» WORK TO BE COMPLETED
Find "If you would be willing to indicate the coral" in the data below; transcribe the line it appears on and each line after it, exactly, to the end, and nothing else.

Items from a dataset
-=-=-
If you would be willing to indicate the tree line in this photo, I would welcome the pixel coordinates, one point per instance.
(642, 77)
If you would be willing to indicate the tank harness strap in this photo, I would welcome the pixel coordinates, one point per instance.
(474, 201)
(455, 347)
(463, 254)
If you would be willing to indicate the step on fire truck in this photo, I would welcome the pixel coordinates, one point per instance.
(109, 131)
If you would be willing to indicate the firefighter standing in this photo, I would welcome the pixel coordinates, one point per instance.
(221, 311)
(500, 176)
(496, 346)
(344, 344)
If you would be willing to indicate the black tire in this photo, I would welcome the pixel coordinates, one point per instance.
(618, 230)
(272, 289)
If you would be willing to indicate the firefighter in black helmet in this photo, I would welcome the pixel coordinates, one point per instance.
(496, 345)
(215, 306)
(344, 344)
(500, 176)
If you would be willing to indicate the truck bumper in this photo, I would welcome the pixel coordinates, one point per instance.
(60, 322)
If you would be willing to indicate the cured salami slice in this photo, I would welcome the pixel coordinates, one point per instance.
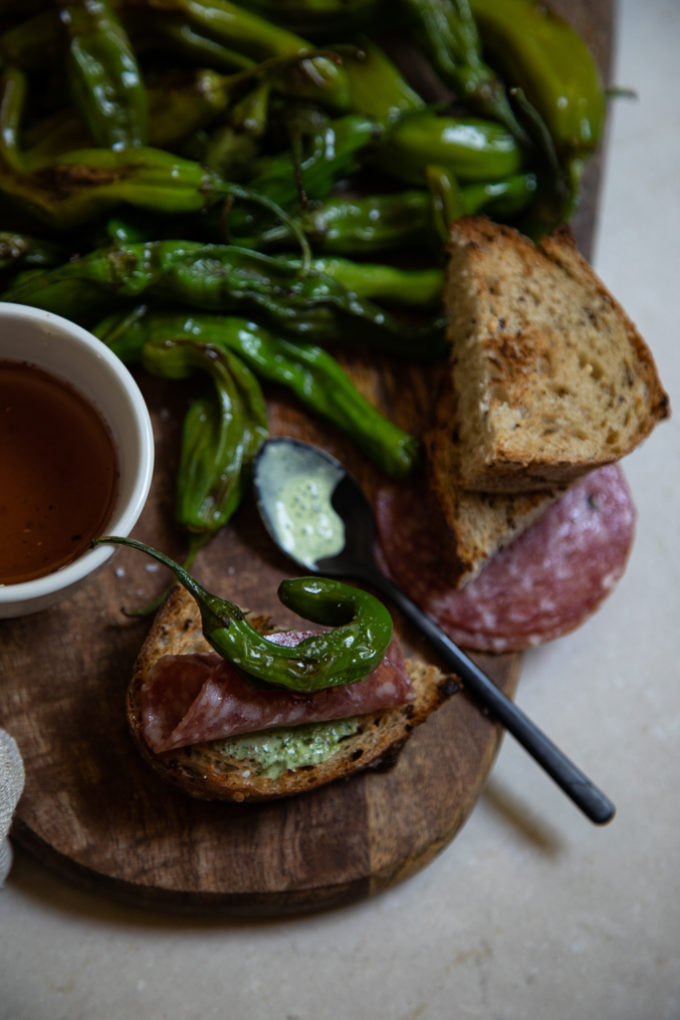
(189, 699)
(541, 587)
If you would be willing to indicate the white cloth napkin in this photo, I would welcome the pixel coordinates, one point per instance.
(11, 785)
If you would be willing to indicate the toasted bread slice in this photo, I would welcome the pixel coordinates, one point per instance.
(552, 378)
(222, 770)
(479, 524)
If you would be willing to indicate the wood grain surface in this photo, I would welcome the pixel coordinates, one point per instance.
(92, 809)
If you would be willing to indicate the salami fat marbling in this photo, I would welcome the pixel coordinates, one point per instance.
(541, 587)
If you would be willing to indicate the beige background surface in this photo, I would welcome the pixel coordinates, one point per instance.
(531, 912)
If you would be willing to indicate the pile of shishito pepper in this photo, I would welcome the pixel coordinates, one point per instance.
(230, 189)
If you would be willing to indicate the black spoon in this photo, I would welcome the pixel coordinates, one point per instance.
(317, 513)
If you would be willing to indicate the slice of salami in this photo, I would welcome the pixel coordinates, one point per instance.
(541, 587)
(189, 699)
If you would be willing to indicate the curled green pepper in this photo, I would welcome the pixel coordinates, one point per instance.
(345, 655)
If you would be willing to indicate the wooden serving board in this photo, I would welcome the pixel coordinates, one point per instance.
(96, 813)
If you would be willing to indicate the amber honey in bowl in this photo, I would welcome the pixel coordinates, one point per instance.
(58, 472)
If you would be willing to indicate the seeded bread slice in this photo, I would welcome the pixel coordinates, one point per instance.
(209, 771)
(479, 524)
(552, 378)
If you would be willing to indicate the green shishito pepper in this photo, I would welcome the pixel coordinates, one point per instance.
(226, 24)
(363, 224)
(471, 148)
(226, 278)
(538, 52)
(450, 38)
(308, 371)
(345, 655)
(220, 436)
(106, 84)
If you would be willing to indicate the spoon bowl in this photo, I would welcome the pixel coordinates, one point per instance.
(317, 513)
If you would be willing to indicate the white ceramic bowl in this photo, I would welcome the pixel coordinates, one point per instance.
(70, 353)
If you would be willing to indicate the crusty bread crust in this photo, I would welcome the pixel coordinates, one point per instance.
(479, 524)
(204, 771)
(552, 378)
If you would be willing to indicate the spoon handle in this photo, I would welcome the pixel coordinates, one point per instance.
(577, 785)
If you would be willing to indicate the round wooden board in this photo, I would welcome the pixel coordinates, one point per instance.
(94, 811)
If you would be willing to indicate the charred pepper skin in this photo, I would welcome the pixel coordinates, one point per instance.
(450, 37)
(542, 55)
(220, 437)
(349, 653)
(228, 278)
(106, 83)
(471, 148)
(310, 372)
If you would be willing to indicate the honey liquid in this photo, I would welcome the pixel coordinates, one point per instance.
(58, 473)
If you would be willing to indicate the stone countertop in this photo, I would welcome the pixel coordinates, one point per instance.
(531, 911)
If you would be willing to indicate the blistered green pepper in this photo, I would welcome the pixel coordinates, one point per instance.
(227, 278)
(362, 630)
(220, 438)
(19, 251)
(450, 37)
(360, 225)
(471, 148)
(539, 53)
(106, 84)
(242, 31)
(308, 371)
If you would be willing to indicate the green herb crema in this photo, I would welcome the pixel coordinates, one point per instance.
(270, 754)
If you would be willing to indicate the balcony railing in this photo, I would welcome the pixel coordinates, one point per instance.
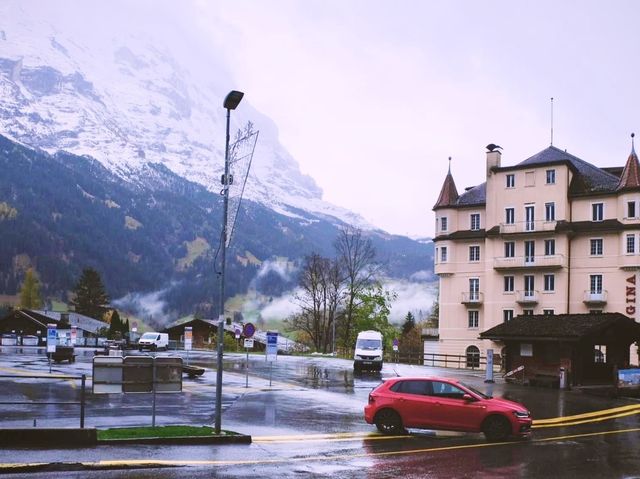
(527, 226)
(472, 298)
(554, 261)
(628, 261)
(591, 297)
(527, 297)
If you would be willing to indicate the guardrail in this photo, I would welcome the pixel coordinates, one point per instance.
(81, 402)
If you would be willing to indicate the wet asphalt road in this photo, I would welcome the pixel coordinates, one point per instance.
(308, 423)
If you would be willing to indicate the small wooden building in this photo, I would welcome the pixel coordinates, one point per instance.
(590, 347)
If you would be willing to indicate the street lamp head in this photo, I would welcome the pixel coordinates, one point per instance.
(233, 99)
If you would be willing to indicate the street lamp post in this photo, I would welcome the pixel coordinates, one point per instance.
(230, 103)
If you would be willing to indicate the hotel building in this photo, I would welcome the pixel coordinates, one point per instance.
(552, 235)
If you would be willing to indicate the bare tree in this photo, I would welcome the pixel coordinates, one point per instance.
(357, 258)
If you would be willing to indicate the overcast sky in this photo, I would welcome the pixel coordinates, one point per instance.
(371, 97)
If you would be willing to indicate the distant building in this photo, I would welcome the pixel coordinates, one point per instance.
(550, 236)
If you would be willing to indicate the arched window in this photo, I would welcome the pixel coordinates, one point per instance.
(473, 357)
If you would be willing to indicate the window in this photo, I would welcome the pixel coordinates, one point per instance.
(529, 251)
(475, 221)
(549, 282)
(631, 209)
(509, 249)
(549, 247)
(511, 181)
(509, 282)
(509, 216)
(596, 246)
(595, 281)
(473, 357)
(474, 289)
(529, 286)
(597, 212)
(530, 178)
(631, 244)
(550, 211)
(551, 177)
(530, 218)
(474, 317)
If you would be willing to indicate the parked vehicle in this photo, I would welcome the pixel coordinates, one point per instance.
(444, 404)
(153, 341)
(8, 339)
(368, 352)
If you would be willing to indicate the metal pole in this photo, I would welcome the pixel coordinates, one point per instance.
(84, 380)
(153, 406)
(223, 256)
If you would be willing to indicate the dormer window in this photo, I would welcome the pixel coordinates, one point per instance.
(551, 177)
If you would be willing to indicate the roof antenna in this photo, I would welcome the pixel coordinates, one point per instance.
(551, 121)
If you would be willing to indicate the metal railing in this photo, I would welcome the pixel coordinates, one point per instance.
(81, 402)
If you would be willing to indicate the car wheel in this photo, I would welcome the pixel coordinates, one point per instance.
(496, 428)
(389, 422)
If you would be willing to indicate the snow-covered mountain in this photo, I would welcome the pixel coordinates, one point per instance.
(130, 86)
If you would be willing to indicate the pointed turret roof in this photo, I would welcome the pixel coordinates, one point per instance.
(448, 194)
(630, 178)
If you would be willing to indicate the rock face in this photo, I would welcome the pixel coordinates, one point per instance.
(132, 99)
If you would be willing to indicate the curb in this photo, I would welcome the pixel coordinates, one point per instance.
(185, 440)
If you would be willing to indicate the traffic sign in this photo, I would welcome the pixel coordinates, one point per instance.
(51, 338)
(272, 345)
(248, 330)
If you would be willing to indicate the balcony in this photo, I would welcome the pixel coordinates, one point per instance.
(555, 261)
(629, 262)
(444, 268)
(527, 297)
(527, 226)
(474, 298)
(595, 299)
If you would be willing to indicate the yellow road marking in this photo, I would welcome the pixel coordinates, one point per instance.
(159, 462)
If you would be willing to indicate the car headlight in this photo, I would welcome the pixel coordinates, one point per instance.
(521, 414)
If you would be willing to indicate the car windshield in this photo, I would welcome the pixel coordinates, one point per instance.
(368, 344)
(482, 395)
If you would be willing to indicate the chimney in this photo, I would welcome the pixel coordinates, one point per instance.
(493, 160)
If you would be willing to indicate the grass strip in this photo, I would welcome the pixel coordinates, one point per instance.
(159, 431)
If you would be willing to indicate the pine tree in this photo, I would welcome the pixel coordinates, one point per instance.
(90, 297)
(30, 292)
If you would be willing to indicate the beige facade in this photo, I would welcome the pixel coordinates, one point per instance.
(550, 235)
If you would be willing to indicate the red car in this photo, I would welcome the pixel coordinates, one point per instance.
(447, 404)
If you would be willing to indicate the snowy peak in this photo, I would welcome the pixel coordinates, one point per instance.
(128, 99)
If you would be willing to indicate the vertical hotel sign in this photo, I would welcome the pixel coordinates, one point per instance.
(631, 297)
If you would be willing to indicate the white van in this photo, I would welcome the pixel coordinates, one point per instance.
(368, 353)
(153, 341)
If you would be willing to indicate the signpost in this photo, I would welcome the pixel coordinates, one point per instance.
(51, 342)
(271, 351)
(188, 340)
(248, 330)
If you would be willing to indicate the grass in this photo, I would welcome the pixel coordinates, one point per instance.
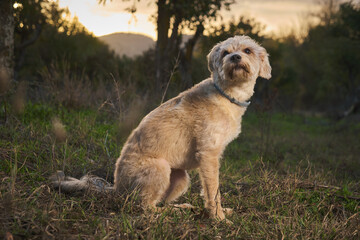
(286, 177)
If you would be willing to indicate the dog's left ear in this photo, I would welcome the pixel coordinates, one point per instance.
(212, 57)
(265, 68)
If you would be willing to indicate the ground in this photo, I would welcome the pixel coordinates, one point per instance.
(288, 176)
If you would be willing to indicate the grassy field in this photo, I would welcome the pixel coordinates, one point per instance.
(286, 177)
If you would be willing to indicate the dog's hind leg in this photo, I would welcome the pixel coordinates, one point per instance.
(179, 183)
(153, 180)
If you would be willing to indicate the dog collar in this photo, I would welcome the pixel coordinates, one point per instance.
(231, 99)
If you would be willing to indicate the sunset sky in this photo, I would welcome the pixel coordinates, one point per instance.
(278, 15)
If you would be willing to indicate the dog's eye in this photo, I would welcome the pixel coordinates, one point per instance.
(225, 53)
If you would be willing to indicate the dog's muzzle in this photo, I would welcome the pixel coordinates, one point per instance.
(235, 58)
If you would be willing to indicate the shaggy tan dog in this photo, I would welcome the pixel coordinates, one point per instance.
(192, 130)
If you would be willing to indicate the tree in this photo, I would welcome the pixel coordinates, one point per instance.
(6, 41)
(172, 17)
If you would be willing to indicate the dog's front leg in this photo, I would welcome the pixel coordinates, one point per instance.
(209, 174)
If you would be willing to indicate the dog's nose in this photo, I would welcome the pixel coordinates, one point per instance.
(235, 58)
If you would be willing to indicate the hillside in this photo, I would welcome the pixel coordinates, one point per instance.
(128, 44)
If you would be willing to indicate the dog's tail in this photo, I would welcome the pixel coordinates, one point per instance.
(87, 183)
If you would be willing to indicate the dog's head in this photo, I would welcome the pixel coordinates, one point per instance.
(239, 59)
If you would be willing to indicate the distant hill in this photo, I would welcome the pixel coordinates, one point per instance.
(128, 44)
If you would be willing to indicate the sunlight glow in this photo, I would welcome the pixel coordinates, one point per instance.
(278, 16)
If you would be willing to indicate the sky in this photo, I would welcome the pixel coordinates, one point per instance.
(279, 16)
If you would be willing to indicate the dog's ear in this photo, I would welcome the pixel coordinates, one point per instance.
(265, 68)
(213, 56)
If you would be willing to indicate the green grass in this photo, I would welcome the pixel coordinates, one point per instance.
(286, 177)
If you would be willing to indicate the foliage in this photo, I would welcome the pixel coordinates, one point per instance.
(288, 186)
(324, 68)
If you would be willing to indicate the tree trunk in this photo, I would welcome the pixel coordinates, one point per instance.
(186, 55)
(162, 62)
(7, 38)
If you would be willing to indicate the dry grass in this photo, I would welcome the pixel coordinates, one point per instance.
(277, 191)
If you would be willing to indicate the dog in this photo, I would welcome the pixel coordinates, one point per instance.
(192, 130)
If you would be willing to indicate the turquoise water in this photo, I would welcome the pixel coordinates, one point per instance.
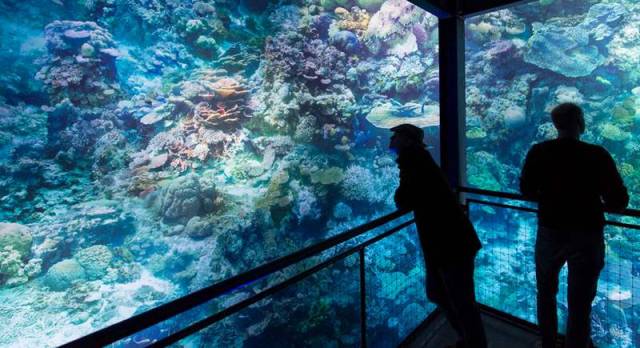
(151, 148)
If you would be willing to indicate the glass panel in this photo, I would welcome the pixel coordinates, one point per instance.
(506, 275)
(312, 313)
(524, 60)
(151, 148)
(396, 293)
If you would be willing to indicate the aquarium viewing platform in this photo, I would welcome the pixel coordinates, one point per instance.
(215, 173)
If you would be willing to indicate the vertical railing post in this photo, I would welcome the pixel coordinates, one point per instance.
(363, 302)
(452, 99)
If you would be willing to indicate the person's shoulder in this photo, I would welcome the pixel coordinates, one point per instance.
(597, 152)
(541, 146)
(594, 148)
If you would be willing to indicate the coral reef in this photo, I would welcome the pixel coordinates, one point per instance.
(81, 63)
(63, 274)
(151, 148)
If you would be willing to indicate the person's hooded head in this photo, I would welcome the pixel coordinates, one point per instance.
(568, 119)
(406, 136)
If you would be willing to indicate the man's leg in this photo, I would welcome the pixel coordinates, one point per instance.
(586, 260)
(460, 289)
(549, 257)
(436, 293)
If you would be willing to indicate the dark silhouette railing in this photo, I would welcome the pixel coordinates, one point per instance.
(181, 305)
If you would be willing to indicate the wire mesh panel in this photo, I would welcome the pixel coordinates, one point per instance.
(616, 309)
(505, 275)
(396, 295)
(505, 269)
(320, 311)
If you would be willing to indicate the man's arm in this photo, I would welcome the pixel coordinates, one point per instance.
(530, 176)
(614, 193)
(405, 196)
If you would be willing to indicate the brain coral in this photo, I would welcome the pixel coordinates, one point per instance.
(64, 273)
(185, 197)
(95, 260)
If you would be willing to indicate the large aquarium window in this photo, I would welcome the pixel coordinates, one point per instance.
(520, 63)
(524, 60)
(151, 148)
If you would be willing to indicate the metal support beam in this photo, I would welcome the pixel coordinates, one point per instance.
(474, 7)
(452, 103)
-=-=-
» EXPECTED ANSWER
If you would be willing to indicate the coral reef in this photo, I would welcome the pixel coordinates, one point per instance.
(81, 63)
(63, 274)
(151, 148)
If you would be willing to indicate the person's hooded head in this photo, I would welcome the pixel coordinates, one point per instance.
(568, 119)
(406, 136)
If you would be willing to indicate the man's leg in this photo, I would welcome the pixel coordinates, one point per instance.
(586, 260)
(460, 289)
(549, 257)
(436, 293)
If you would be willing to indicate the dark silhouette railing in this photo, I would welcome the pixel coordinates, one point per instance.
(181, 305)
If you would be willing to indicate the wire mesh panel in this photo, I would welcome the pixel coordinates, one point per instance.
(616, 309)
(505, 275)
(396, 295)
(505, 269)
(320, 311)
If you would be willing to indicate the man's arm in this photo, I would welcome the pixel coordinates, one point per instance.
(530, 176)
(614, 193)
(405, 196)
If you would be willing to indicate the brain coral in this photo, I would welcome the pixel coordinates, one point per instance.
(64, 273)
(185, 197)
(95, 260)
If you would be willing to indicate the large aquarium window in this photo, I would welcome the pixel coordinates, one point per instance.
(520, 63)
(524, 60)
(151, 148)
If you would be willing to indicate the metal support beam in this photo, I would welcome the pixel coordinates, one point per instance.
(474, 7)
(452, 103)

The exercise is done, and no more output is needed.